*Instructions for the task*
Everything from the line containing "Detection label needed. Target: lamp" through the line containing "Detection label needed. Target: living" in the listing below should be copied exactly, and nothing more.

*** Block opens ***

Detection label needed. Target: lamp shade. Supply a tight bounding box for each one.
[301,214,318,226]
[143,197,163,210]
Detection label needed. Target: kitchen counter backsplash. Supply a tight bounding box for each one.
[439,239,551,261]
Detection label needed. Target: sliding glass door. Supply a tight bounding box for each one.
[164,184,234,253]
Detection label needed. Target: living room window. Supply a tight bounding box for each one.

*** Block closes ***
*** Block opens ***

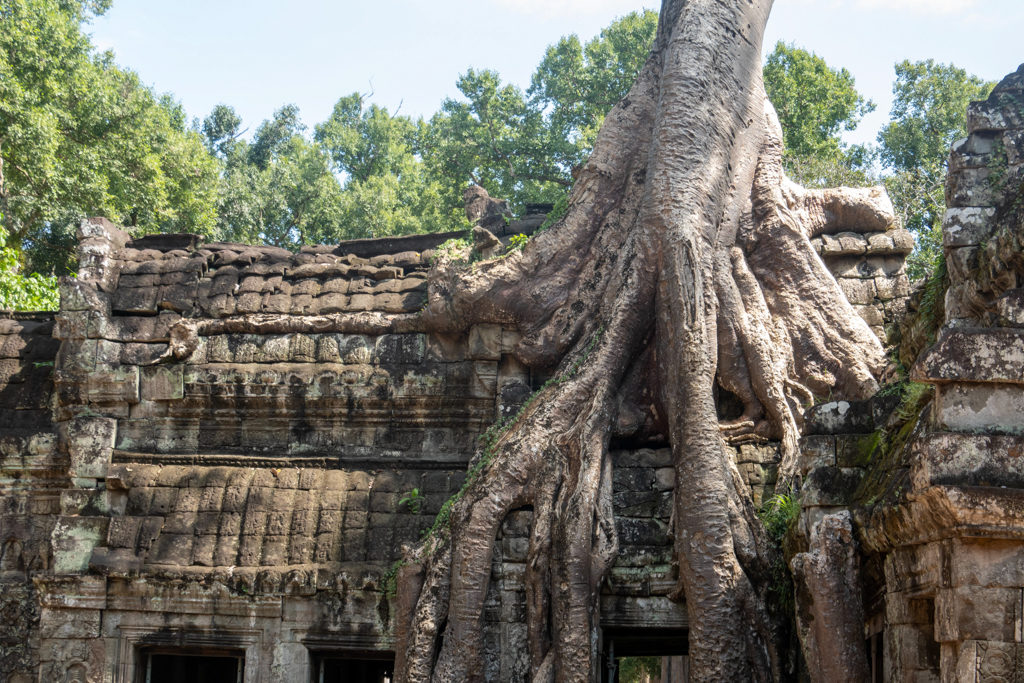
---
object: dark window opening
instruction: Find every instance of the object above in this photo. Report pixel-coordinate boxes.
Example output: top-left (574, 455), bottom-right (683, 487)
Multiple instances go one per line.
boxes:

*** Block closes ***

*Answer*
Detection label needed. Target: lamp shade. Supply a tight bounding box for each one.
[301,214,318,226]
[143,197,163,210]
Detection label needed. Target: kitchen counter backsplash. Supply a tight bounding box for each one.
[439,239,551,261]
Detection label needed. Target: sliding glass door. Supply a tight bounding box for each one.
[164,184,234,253]
Detection label needed. Target: living room window. Supply a tight bounding box for each one.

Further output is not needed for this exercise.